TASK STATEMENT: In the records below, find every line with the word "pane" and copy it.

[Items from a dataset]
^^^^^^^^^^^^^^^^
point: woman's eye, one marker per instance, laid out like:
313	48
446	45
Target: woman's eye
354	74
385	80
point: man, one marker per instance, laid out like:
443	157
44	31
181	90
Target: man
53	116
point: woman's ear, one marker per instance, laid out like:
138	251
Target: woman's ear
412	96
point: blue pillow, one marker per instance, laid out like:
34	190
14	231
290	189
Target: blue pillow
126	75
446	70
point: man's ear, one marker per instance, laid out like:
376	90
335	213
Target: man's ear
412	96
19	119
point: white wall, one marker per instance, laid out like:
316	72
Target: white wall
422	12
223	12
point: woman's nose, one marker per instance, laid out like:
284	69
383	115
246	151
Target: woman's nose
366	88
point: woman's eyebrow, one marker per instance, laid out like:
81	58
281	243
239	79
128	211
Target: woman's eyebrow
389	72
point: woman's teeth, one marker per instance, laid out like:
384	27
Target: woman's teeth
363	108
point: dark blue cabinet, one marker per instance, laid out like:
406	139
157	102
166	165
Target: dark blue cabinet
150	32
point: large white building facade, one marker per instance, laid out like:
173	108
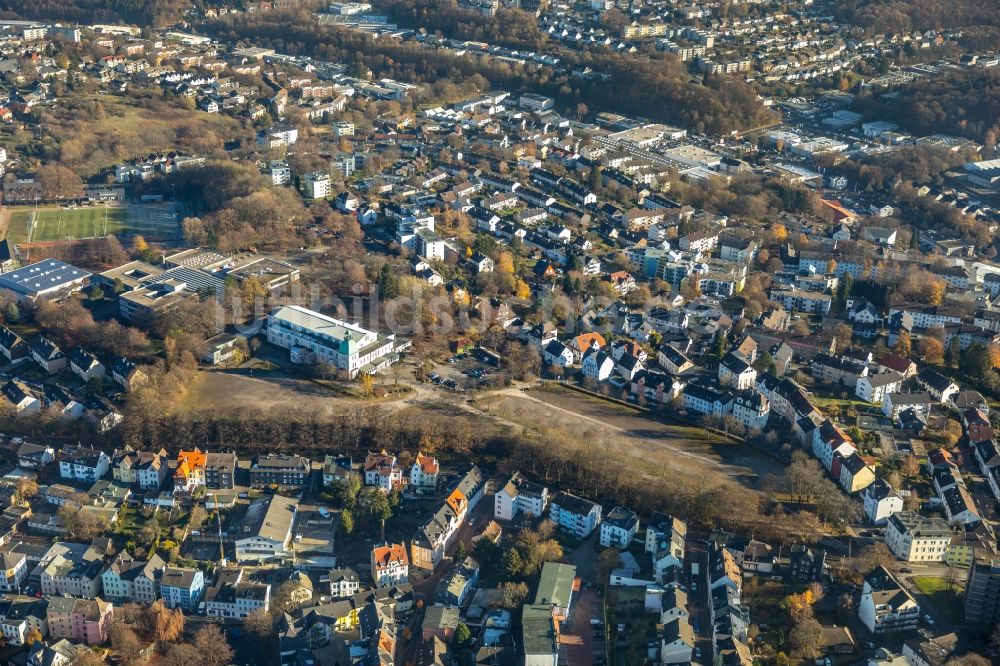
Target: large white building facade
312	337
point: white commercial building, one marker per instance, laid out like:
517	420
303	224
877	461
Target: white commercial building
312	337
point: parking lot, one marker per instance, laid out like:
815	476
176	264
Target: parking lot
463	372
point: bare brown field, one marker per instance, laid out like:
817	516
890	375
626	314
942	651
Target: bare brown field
654	446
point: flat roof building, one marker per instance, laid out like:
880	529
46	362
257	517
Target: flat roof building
48	278
312	337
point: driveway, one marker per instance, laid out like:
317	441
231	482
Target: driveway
577	636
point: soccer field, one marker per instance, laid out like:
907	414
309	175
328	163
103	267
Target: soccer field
56	223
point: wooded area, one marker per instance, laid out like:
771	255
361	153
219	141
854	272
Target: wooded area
654	85
907	15
964	103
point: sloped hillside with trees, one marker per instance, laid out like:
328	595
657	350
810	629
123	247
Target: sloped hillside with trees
908	15
963	103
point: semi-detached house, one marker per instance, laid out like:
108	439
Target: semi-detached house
575	515
519	495
914	538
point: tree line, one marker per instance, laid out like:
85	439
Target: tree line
652	84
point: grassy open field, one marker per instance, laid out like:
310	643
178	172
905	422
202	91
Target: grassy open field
52	223
652	445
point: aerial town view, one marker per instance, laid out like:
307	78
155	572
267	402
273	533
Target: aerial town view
499	332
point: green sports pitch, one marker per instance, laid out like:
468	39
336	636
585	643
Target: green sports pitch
57	223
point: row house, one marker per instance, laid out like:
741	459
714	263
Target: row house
146	470
80	620
389	564
886	606
666	537
130	580
618	528
987	456
382	471
894	404
197	468
430	545
841	370
751	409
519	495
21	616
734	371
597	365
575	515
914	538
808	302
282	470
182	587
937	385
880	502
424	472
85	365
47	355
231	597
707	400
873	388
12	346
35	456
73	574
337	468
87	465
128	374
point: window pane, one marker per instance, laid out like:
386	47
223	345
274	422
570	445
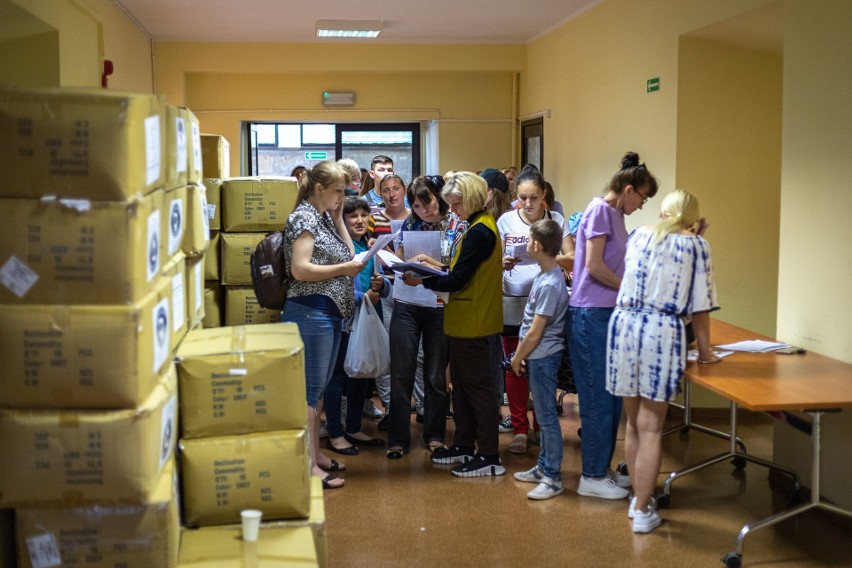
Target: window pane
^^^^^^^^^^^^^^^^
RESPONSE TO THE TASK:
point: window pane, one marker per instance, laid out like:
Target: window pane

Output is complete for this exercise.